### 练习题:
(a) 讲回文链表的文字里,找中间节点用的是什么办法?
(b) 请从讲回文链表的文字停下的地方接着往下写。

### 文章节选:
Given a singly linked list, determine if it is a palindrome.
Follow up: Could you do it in O(n) time and O(1) space?
找到中间节点,然后原地逆转右半部分,比如左半部分和右半部分是否相等
首先实现找到中间节点,使用快慢指针:
ListNode *getMiddleNode(ListNode *head) {
if (head == nullptr)
return nullptr;
ListNode *slow = head, *fast = head;
while (fast && fast->next) {
fast = fast->next->next;
slow = slow->next;
}
return slow;
}逆转链表:
ListNode *reverse(ListNode *head) {
if (head == nullptr || head->next == nullptr)

### 数据记录:
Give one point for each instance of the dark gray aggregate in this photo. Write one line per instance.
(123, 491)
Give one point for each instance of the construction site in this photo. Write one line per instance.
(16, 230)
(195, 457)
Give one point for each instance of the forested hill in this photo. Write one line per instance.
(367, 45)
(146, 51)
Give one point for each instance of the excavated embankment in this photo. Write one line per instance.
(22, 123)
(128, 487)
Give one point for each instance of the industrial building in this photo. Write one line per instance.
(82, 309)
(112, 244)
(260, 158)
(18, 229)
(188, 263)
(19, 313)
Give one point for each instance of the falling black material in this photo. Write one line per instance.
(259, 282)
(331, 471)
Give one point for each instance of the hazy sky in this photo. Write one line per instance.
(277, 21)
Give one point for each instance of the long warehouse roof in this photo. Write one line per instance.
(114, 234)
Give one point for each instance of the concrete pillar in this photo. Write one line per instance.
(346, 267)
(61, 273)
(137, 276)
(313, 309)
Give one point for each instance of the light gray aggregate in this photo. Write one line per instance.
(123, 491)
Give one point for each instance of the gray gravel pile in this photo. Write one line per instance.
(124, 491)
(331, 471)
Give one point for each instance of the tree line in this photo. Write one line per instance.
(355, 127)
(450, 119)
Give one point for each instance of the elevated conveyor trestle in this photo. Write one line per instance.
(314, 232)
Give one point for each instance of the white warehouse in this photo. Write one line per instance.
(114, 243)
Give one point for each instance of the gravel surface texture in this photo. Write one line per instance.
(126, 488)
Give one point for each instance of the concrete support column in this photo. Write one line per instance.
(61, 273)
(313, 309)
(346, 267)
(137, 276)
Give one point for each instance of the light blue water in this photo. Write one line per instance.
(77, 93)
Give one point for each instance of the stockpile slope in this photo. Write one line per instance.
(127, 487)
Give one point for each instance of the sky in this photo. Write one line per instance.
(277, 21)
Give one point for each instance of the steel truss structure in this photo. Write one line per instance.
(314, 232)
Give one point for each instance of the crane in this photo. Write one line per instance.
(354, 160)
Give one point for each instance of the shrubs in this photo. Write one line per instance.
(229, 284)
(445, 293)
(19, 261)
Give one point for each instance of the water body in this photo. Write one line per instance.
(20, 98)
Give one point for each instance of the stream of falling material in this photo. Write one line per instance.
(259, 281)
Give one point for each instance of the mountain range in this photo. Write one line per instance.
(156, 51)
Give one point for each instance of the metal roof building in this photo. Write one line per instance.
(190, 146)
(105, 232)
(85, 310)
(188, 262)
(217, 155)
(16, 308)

### 依次作答:
(a) 快慢指针。

(b)
return head;
ListNode *prev = nullptr;
ListNode *p = head;
while (p) {
ListNode *q = p->next;
p->next = prev;
prev = p;
p = q;
}
return prev;
}最后结果:
bool isPalindrome(ListNode *head) {
/* 空节点和单节点 */
if (head == nullptr || head->next == nullptr)
return true;
ListNode *mid = getMiddleNode(head);
ListNode *h1 = head;
ListNode *h2 = reverse(mid->next);
while(h1 && h2) {
if (h1->val != h2->val)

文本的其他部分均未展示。